• [Task instructions]:
**a.** From the passage on surgical malpractice claims, name every category of surgical error the researchers examined.
**b.** Write the next part of the passage on surgical malpractice claims, picking up after its final sentence.

Researchers examined data from four categories of surgical errors: objects left inside patients, operating on wrong body parts, performing the wrong procedure, and operating on the wrong person. These are deemed 'never events' because they should never occur in correct practice. Surgical errors are increasingly being used to determine the quality of health care in the United States. This study, the first of its kind, was designed to describe the amount and severity of malpractice claims for surgical errors, along with associated patient and provider characteristics.

Using information from the National Practitioner Data Bank, researchers identified over 9,700 relevant malpractice settlements and judgments, totaling $1.3 billion. They found that in these cases, fatal errors occurred in over 6% of patients, permanent injury in nearly 33%, and temporary injury in almost 60%. It was estimated that more than 4,000 surgical errors occur every year in the U.S., and, troublingly, that over 12% of physicians named in malpractice cases were later named in at least one other error claim.

The patient safety researchers estimated that surgeons leave foreign objects in patients (such as a sponge or surgical instrument) an average of 39 times a week. Additionally, surgeons perform the wrong procedure 20 times a week, and surgeons operate on the wrong body part 20 times a week. Researchers believe that their estimations are likely to be on the lower side, as not all victims of such events pursue medical malpractice lawsuits.

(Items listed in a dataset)

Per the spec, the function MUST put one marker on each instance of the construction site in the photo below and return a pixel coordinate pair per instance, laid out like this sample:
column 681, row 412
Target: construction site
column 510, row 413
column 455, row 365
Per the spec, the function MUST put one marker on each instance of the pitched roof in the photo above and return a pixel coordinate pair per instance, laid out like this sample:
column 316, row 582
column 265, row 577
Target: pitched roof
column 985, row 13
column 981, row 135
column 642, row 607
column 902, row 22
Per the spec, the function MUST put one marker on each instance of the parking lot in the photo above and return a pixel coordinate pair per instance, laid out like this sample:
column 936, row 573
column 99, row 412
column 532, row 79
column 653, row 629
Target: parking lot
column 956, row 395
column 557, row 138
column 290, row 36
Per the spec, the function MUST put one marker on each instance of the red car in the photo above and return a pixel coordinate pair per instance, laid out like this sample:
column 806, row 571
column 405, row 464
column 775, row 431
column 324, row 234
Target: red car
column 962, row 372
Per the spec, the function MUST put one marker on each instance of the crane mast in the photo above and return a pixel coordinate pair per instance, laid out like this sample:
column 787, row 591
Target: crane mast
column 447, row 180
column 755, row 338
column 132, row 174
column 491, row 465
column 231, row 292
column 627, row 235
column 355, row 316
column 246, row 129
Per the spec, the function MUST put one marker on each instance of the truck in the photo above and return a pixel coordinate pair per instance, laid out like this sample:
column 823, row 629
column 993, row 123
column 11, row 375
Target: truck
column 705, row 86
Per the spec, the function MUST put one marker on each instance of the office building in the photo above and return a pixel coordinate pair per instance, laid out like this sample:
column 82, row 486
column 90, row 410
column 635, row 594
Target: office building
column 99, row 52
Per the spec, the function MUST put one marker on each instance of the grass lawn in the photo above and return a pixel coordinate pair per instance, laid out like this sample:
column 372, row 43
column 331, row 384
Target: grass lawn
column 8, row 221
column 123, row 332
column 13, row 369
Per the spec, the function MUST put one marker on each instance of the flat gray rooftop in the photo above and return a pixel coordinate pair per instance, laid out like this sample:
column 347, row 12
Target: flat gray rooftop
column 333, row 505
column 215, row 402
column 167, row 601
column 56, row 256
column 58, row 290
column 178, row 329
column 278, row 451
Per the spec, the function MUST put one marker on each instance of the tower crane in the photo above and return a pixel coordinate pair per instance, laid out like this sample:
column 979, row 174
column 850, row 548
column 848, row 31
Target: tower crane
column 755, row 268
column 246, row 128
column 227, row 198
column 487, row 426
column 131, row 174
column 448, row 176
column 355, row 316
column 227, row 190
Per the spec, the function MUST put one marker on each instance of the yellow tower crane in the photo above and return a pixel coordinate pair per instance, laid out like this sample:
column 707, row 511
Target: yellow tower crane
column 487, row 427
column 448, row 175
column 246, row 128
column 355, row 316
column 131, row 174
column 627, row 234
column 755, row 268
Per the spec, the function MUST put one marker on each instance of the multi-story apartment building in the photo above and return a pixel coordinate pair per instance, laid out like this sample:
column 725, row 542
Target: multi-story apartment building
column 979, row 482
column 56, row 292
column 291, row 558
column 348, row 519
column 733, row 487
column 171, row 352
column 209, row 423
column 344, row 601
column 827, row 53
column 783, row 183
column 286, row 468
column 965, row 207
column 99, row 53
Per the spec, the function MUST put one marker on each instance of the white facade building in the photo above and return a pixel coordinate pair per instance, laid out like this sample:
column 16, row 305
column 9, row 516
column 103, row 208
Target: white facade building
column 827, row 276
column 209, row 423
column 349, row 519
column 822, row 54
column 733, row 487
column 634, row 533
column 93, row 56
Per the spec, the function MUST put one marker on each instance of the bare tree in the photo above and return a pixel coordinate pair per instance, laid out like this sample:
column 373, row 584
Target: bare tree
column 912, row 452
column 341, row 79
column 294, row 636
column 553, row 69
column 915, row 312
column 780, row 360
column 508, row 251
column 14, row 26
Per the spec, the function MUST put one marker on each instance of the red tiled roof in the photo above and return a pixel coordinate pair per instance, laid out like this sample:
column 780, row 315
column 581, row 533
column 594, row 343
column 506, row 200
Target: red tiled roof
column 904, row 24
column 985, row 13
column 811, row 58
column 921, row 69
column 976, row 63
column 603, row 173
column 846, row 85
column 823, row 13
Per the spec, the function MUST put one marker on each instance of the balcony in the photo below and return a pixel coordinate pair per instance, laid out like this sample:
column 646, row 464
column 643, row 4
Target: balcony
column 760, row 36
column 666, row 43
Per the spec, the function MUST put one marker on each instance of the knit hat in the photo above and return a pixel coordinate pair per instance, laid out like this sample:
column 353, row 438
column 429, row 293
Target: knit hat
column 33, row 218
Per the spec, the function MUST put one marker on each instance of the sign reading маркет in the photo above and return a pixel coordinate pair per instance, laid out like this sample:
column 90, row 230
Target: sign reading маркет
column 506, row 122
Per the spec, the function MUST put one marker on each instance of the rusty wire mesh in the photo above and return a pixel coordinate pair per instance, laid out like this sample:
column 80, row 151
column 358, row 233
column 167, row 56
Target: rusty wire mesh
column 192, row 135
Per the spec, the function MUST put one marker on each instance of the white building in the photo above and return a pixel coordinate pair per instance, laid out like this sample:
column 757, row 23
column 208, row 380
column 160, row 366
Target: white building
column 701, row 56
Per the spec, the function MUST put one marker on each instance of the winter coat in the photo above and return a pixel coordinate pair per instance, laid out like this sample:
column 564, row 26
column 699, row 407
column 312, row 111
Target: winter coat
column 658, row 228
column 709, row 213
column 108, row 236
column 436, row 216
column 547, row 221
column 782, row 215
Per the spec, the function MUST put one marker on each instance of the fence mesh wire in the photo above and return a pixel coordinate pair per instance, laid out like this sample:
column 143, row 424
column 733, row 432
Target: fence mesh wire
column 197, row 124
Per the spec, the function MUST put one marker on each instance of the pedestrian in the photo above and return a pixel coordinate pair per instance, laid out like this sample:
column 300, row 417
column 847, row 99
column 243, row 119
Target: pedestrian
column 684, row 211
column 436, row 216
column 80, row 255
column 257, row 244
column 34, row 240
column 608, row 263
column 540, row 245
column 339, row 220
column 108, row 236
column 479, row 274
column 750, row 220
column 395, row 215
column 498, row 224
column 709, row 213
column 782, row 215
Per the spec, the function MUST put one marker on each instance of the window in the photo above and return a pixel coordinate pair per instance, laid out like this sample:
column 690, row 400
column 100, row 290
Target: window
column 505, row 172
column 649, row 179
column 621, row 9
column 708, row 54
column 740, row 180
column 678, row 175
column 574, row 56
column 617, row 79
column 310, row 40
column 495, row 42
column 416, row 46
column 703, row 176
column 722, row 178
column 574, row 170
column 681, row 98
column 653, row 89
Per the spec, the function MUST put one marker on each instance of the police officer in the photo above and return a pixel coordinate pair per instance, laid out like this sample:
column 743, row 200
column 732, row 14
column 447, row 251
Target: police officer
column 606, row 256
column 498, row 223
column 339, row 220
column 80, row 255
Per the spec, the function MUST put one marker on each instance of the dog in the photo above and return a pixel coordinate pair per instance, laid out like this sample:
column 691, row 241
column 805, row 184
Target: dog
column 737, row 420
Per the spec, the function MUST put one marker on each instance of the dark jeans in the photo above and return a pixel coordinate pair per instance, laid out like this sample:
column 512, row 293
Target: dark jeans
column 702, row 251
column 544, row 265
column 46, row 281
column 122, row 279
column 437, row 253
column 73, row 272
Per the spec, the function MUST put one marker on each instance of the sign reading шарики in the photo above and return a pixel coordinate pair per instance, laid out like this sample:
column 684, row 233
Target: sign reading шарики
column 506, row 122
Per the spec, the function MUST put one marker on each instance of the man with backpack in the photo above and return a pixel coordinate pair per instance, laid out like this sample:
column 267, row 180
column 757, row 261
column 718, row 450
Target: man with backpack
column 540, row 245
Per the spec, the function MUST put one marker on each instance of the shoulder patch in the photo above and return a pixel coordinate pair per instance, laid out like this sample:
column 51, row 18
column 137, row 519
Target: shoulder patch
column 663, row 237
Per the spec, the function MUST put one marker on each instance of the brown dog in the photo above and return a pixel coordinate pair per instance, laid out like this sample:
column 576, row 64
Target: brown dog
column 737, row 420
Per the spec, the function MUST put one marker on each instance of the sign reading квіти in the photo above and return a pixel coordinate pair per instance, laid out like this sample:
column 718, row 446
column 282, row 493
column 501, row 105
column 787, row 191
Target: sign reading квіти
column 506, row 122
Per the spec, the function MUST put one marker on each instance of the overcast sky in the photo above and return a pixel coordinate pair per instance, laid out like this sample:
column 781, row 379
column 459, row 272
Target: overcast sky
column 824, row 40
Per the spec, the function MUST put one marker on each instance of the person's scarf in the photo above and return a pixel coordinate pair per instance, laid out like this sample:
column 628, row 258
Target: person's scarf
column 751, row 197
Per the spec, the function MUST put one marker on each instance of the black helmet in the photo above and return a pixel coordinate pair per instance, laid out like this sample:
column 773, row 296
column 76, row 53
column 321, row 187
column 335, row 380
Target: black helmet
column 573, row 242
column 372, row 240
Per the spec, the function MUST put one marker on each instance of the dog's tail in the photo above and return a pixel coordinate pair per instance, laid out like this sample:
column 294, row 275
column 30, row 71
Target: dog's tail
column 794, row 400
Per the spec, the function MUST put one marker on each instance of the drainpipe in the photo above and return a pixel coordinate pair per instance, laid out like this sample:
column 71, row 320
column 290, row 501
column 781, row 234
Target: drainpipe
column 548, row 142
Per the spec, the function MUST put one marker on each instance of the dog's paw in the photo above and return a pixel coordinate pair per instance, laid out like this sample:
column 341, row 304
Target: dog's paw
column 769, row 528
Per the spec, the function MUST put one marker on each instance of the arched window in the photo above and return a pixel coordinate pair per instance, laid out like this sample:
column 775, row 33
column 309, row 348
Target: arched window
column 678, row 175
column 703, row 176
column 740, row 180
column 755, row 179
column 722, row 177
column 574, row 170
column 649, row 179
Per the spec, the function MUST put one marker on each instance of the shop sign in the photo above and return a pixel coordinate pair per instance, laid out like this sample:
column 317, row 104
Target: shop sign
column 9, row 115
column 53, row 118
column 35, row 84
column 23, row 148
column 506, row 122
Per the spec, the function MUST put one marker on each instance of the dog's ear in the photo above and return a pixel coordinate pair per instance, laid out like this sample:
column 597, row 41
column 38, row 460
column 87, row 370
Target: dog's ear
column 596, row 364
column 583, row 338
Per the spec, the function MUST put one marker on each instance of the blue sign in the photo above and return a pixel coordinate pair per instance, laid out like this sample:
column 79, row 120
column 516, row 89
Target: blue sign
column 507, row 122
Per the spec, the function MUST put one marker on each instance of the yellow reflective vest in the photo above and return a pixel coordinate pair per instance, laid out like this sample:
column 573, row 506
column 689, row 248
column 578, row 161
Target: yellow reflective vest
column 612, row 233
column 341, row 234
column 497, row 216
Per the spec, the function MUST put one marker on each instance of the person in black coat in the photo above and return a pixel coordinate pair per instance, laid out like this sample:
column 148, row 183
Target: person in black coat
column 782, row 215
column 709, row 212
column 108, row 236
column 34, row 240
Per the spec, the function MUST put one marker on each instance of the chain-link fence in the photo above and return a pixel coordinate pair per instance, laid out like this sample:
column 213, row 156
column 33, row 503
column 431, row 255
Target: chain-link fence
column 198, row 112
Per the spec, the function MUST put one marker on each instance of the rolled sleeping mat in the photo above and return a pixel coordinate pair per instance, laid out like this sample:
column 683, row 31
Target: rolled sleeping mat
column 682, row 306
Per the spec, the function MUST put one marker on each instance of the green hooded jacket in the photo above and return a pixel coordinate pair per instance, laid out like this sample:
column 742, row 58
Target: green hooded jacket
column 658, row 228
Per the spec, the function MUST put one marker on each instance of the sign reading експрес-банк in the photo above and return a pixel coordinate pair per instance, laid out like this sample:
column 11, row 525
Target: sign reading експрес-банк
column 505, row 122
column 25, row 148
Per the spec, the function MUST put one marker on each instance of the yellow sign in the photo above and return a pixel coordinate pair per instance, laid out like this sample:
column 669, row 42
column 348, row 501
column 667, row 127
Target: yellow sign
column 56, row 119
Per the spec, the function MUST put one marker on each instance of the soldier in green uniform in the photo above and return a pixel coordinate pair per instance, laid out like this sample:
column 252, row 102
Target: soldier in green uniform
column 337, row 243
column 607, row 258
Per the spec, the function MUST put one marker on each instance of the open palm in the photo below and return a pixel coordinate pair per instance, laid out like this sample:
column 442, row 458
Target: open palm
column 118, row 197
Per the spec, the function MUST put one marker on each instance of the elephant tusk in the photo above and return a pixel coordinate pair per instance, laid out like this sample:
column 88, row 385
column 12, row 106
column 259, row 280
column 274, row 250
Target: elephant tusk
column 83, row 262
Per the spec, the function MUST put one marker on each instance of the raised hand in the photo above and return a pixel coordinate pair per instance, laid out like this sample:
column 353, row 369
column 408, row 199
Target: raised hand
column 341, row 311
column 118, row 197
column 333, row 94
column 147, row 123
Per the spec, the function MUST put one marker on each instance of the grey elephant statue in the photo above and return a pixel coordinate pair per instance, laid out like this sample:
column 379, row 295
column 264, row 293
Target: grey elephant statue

• [Answers for each item]:
**a.** Objects left inside patients, operating on wrong body parts, performing the wrong procedure, and operating on the wrong person.

**b.**
Identifying the problem and documenting the magnitude of such events is an integral component of developing better, more efficient health care systems. There are certain errors in the medical field that are not preventable, such as infection rates. The four categories examined in this study, however, are occurrences for which there is universal professional agreement that they should never happen and are entirely preventable. This study illuminates an alarming problem and the immense need for improved safety and regulation.

These surgical errors occur most often in patients between the ages of 40 and 49. Surgeons in this same age group were responsible for more than a third of these mistakes, compared to surgeons 60 and older, which accounted to little more than 14%. An astounding 62% of doctors were cited in more than one individual medical malpractice report.

Many medical centers employ mandatory 'time-outs' before surgical procedures to ensure medical records and surgical plans match the patient on the operating table. Other regulations in place to prevent surgical errors include counting surgical instruments, using indelible ink to mark operation sites on the body, and surgical checklists. These methods are aimed at reducing the number of surgical errors, but they are far from fool-proof, as proven by the Johns Hopkins study.